§ **ABOUT THIS TASK**:
Write out each record below, word for word.

§ **GIVEN RECORDS**:
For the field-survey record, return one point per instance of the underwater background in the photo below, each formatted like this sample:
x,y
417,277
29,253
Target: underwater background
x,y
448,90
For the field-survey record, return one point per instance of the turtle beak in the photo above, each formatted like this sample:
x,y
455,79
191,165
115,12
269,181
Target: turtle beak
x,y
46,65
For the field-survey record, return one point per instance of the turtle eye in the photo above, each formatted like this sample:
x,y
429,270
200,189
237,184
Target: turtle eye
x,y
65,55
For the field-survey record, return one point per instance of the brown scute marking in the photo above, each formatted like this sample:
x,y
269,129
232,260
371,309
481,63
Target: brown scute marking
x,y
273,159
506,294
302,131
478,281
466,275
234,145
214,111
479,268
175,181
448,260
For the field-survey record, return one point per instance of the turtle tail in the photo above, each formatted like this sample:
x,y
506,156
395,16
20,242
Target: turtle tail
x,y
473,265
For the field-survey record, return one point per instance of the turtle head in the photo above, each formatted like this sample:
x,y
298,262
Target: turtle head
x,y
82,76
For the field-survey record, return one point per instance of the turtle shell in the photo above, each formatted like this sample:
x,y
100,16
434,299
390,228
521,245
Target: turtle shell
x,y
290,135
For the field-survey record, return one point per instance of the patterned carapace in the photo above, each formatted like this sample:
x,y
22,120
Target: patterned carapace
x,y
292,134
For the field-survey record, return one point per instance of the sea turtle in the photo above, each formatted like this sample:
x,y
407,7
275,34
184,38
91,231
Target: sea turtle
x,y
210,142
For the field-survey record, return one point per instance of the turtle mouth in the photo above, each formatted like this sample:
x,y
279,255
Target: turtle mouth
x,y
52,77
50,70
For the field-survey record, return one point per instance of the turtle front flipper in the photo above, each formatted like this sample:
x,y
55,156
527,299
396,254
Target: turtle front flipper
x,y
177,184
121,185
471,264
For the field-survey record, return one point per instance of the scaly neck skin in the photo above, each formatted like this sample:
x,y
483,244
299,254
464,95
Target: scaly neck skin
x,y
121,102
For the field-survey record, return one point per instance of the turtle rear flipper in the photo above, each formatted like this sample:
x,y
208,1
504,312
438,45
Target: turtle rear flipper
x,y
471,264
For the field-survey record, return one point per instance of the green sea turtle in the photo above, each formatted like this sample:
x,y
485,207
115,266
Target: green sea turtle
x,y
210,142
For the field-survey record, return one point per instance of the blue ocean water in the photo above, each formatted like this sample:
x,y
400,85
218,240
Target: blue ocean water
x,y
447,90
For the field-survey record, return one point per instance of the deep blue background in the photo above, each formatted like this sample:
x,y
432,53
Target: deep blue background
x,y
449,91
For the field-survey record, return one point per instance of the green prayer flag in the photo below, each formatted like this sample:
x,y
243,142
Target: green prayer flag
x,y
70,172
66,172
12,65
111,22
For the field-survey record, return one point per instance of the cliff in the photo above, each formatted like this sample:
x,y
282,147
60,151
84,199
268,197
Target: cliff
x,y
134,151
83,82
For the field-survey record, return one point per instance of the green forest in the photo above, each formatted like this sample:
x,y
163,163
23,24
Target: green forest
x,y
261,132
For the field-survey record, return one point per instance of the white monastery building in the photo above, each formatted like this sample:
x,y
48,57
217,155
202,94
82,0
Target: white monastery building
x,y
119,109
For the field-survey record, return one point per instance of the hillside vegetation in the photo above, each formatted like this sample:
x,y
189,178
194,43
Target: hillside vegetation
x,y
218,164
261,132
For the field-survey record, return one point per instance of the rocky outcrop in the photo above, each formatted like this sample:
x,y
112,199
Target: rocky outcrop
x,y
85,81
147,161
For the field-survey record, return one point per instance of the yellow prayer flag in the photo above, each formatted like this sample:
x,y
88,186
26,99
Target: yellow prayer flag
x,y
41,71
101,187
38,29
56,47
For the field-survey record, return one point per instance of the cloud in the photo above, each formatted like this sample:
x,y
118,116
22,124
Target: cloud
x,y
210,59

§ **ANSWER BELOW**:
For the field-survey record, return one point per instance of the underwater background in the photo below, each formatted like this sample:
x,y
417,277
29,253
Target: underwater background
x,y
448,90
For the field-survey record, return one point per instance of the turtle beak in the photo above, each formatted like this sample:
x,y
455,79
191,165
115,12
269,181
Target: turtle beak
x,y
46,65
For the field-survey record, return one point per instance of the turtle eye in the photo above, each formatted like this sample:
x,y
429,270
200,189
237,184
Target: turtle eye
x,y
65,55
For the field-survey record, return one point per instance of the brown scute marking in the photo above, each formatted like this sample:
x,y
269,129
232,260
371,309
481,63
Target: brown scute marking
x,y
273,159
506,294
302,131
478,281
466,275
234,145
214,111
479,268
175,181
448,260
For the field-survey record, return one point per instance of the turtle tail in the photo above, each formatted like this sample:
x,y
506,156
395,16
20,242
Target: turtle tail
x,y
473,265
For the field-survey record, return one point per instance of the turtle head in the photo above, each formatted like this sample:
x,y
298,262
Target: turtle head
x,y
82,76
For the field-survey record, return one point per instance of the turtle shell in the photo above, each formatted like this sample:
x,y
100,16
434,299
390,228
521,245
Target: turtle shell
x,y
290,135
For the field-survey record, return one point per instance of the patterned carapace in the photo above, each formatted like this sample:
x,y
22,120
Target: patterned carapace
x,y
292,134
For the field-survey record, return one point per instance of the sea turtle in the photo above, each formatted like this sample:
x,y
407,7
275,34
184,38
91,231
Target: sea turtle
x,y
210,142
For the field-survey record, return one point per instance of the turtle mouth in the photo above, each formatted like this sample:
x,y
279,255
Target: turtle mouth
x,y
52,77
50,70
For the field-survey record, return one point per instance of the turtle front flipper in the photo above, each formatted like this sample:
x,y
55,156
527,299
396,254
Target: turtle front flipper
x,y
177,184
121,185
471,264
For the field-survey record, return one point per instance of the scaly neck skin in the photo above, each formatted like this sample:
x,y
483,244
299,254
464,95
Target: scaly neck skin
x,y
121,102
For the field-survey record, return one point per instance of the turtle rear flipper in the photo above, each formatted like this sample:
x,y
208,1
504,312
438,45
Target: turtle rear flipper
x,y
471,264
For the field-survey record, return one point per instance of the green sea turtle in the photo above, each formatted like this sample:
x,y
485,207
115,266
Target: green sea turtle
x,y
210,142
For the field-survey record, return one point per instance of the blue ocean water in the photo above, each formatted like this sample:
x,y
400,85
218,240
Target: blue ocean water
x,y
447,90
For the field-survey record, return one point per instance of the deep blue background in the photo above, each formatted like this sample:
x,y
432,53
Target: deep blue background
x,y
449,91
For the field-survey record, return one point per instance of the green prayer flag in the photo below, each formatted like this sample:
x,y
243,142
Target: green prayer flag
x,y
70,172
66,172
12,65
111,22
For the field-survey record, return one point per instance of the cliff in the photo above, each formatted like this sample:
x,y
282,147
60,151
84,199
268,197
Target: cliff
x,y
134,151
83,82
For the field-survey record, return one point per instance of the green forest in the photo above, each formatted like this sample:
x,y
163,163
23,24
Target: green forest
x,y
261,132
For the field-survey record, return one point per instance of the white monastery building in the photo above, each formatted like this sample:
x,y
48,57
217,155
202,94
82,0
Target: white monastery building
x,y
119,109
For the field-survey record, return one point per instance of the hillside vegetation in the photo above, each formatted like this sample:
x,y
189,178
194,43
Target: hillside vegetation
x,y
218,164
261,132
For the field-survey record, return one point per instance of the rocky outcrop in the photo above, each formatted like this sample:
x,y
112,199
Target: rocky outcrop
x,y
85,81
147,161
For the field-survey record, return one point per instance of the yellow prayer flag in the photo above, each formatted like this sample:
x,y
88,186
26,99
Target: yellow prayer flag
x,y
41,71
101,187
38,29
56,47
For the field-survey record, return one point per instance of the cloud in the photo above, each formatted like this sample:
x,y
118,116
22,124
Target: cloud
x,y
210,59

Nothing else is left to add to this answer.